# EXTRACT PROVIDED:
···
NEW YORK (Reuters) – It may not be time to write an obituary for what is usually called a “balanced” investment portfolio.

Traders work on the floor of the New York Stock Exchange (NYSE) near the close of market in New York, U.S., October 31, 2018. REUTERS/Brendan McDermid

But October has been unusually cruel to people invested in both U.S. stocks and bonds on the assumption that one will rise while the other falls.

The month marked only the 12th time since the March 2009 dawn of the U.S. bull market that stocks and bonds fell in tandem.

(For a graphic on ‘U.S. stocks vs. bonds’ click tmsnrt.rs/2CQOd1Y)

That is a nasty statistic for investors, including retirees, who hoped their investments would hold their value while they live on the dividends stocks pay and the coupons bonds offer.

Bonds did badly because of the jump in yields as benchmark U.S. 10-year Treasury note yields hit a 7-1/2-year high. Stocks fell because of rising yields and U.S.-China trade tensions.

“Typically during a stock market downturn we expect investors to exit stocks and park their money in bonds,” said Magdalena Johndrow, financial advisor at Johndrow Wealth Management LLC. “That didn’t happen in October.”
···
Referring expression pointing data

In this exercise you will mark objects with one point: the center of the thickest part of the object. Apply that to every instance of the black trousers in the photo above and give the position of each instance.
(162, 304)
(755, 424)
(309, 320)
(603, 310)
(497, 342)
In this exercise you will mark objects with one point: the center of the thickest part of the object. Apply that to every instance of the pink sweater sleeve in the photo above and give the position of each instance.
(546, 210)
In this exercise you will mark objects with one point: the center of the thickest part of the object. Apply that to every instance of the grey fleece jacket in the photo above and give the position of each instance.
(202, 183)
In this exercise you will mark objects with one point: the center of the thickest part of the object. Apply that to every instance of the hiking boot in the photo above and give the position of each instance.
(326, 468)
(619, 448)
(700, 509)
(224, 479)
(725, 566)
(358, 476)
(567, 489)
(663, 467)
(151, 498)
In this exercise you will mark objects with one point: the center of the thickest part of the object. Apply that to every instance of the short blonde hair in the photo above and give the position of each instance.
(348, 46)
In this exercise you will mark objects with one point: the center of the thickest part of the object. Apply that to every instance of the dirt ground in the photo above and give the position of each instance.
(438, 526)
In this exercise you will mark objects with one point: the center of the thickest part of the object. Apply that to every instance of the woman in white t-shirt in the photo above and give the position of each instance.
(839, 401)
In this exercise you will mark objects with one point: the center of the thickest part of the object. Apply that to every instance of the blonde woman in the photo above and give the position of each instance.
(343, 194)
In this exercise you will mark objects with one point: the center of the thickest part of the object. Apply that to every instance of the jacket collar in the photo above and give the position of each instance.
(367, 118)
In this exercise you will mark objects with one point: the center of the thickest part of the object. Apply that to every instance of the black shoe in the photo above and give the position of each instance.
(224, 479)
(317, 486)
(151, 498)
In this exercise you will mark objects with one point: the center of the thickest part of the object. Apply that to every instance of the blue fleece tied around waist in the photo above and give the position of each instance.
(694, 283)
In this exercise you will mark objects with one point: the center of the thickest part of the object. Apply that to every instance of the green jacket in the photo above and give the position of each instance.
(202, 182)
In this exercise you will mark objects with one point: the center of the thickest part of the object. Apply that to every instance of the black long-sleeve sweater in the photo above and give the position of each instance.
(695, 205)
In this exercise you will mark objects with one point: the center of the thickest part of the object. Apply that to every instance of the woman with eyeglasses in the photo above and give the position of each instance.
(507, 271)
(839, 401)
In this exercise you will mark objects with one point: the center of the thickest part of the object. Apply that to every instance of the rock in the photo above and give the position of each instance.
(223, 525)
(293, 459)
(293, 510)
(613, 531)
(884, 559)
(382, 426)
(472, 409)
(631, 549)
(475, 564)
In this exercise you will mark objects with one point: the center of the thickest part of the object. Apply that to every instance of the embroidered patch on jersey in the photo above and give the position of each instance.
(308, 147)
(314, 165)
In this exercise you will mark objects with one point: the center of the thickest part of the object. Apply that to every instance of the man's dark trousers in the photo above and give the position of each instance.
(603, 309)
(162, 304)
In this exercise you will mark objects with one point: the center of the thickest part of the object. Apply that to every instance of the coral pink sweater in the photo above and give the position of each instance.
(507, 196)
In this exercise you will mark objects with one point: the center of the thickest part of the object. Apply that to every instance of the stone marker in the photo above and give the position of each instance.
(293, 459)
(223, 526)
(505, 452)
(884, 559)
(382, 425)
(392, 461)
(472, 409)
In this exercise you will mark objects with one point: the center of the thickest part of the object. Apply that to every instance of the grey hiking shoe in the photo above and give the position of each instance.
···
# EXERCISE INSTRUCTIONS:
Continue the news report about U.S. stocks and bonds falling together in October, starting after its last sentence.

# OUTPUT OF THE TASK:
Mutual fund and exchange-traded fund investors responded to the market slide by retreating, pulling out more than $14 billion of both stocks and bonds, according to Refinitiv’s Lipper research service.

The rest of the year will continue to test investors, with a congressional election next month, further talks on U.S.-China trade issues and little clarity about whether the U.S. Federal Reserve will pull back on efforts to tighten monetary policy.

Johndrow said investors are waiting to see if market volatility is pointing to a recession or not, and that along with rising U.S. interest rates is keeping them from putting more money into bonds.

The simultaneous slide has also hurt institutional investors and hedge funds that hold both stocks and debt and look to balance their risk, such as “risk parity” funds.